> _VORLIEGENDER TEXTAUSZUG_
--*--

Variante c) Ich weiß, was die alten Spartaner gemacht hätten, wenn sie von einer Seuche gehört hätten, die ihnen die Alten und Gebrechlichen abnimmt. Ich bin sehr froh, daß wir in einer anderen Welt leben dürfen, aber es wird dennoch in den kommenden Wochen Länder geben, denen blüht ungewollt exakt dasselbe Schicksal. Einige davon werden von Trotteln regiert, die sie selbst gewählt haben, andere haben einfach Pech. Das Groteske daran aber: Die haben hinterher dann Glück! Die kommen nämlich am frühesten raus aus der Geschichte, weil alle, die überleben dürfen, den großen Schrecken ab einer gewissen Stelle einfach hinter sich haben. Die haben dann ihre 70%ige Durchseuchung und ich möchte an der Stelle den Herrn Schmidt-Chanasit freundlich bitten, bei der Gelegenheit in eines dieser Länder überzusiedeln und bitte auch nicht zurückzukehren. Diesen Braintransfer können von Trotteln regierte Länder gut gebrauchen.
Aber so rein wirtschaftlich müssen sich die Corana-überrannten Staaten hinterher nur noch um die Beerdigungen kümmern. Die werden nicht die Kosten für ständige Vorbereitungen und Schutzmaßnahmen gegen die Möglichkeit eines neuerlichen Seuchen-Ausbruchs schultern müssen und können handeln mit jedem, der mit ihnen handeln mag. Zum Glück für alle Länder aber, die es dennoch schaffen, das Virus aus ihren Grenzen herauszudämmen, besteht aber am Ende immer noch die Aussicht auf _da Cure_: das Heilmittel, die Impfung, damit wir alle für die infektiöse Zukunft gefeit sind, ohne auf dem Weg dahin eine halbe Million Teilnehmer unserer Sprachgemeinde zu verlieren.
Edel sei der Mod, hilfreich und gut.

--*--

> _ANGEZEIGTE DATENSÄTZE_
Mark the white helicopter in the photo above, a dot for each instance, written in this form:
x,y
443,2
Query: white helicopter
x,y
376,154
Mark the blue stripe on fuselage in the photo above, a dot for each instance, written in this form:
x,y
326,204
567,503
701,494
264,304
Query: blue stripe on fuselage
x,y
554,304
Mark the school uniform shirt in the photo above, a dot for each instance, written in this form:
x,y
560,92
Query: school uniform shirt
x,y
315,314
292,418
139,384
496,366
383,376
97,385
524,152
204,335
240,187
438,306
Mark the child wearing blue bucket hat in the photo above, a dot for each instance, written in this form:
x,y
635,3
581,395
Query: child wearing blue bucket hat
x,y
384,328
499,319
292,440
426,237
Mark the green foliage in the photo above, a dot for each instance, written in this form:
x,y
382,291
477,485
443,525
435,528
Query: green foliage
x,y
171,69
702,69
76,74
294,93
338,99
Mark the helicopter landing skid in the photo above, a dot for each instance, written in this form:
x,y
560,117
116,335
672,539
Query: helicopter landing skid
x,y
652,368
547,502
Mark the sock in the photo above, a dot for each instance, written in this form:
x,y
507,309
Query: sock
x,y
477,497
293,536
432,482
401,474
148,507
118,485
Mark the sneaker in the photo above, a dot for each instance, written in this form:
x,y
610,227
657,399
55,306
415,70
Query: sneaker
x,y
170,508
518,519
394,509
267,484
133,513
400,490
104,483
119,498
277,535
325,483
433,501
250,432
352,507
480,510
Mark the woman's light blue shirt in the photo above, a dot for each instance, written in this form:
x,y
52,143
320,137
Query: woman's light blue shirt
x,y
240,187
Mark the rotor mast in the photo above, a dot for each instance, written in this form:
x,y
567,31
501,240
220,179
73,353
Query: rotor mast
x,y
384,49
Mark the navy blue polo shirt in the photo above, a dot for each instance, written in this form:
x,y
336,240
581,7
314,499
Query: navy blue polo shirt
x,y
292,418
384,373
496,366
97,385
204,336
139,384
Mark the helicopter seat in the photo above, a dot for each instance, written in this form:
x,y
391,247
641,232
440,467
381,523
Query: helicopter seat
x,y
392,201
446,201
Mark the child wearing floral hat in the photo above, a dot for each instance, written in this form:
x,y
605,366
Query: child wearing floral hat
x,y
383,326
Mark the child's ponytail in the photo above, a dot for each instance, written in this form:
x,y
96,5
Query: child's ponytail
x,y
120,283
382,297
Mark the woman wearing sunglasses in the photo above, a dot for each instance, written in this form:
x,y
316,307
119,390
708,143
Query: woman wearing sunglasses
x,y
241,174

--*--

> _ARBEITSANWEISUNG_
Nenne bitte, welche Durchseuchung laut Textauszug die Länder haben, die den großen Schrecken hinter sich haben.

> _ERGEBNIS DER AUFGABE_
Eine 70%ige Durchseuchung.